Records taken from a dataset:
---------------

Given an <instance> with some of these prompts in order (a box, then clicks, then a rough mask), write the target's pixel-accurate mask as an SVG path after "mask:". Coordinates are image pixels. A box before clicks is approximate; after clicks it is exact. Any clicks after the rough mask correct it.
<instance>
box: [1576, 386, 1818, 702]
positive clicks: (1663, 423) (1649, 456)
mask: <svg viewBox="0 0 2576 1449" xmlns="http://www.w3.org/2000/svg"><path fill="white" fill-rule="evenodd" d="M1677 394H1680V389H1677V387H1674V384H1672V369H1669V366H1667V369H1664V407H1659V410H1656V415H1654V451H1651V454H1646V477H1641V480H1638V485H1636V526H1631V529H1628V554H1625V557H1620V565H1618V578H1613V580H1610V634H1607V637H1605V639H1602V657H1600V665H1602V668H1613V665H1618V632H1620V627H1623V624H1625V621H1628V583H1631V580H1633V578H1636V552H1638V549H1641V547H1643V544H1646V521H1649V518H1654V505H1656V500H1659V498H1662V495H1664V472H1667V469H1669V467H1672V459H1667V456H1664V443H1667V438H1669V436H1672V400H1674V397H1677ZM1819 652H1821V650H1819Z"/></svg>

---------------

Please extract every line of the records above and reproduce each one character for character.

Given an <instance> with some of these prompts in order (a box, then clicks, then a rough mask), write the target's pixel-accurate mask as an SVG path after "mask:". Coordinates are image pixels. A box before clicks is approximate; after clicks it is exact. Any clicks after the rough mask correct it.
<instance>
box: [1576, 386, 1818, 702]
positive clicks: (1663, 423) (1649, 456)
mask: <svg viewBox="0 0 2576 1449" xmlns="http://www.w3.org/2000/svg"><path fill="white" fill-rule="evenodd" d="M1677 394H1680V389H1677V387H1674V384H1672V369H1669V366H1667V369H1664V407H1659V410H1656V415H1654V451H1651V454H1646V477H1641V480H1638V485H1636V526H1631V529H1628V554H1625V557H1620V565H1618V578H1613V580H1610V634H1607V637H1605V639H1602V657H1600V665H1602V668H1613V665H1618V632H1620V627H1623V624H1625V621H1628V583H1631V580H1633V578H1636V552H1638V549H1641V547H1643V544H1646V521H1649V518H1654V505H1656V500H1659V498H1662V495H1664V472H1667V469H1669V467H1672V459H1667V456H1664V443H1667V438H1669V436H1672V400H1674V397H1677ZM1819 652H1821V650H1819Z"/></svg>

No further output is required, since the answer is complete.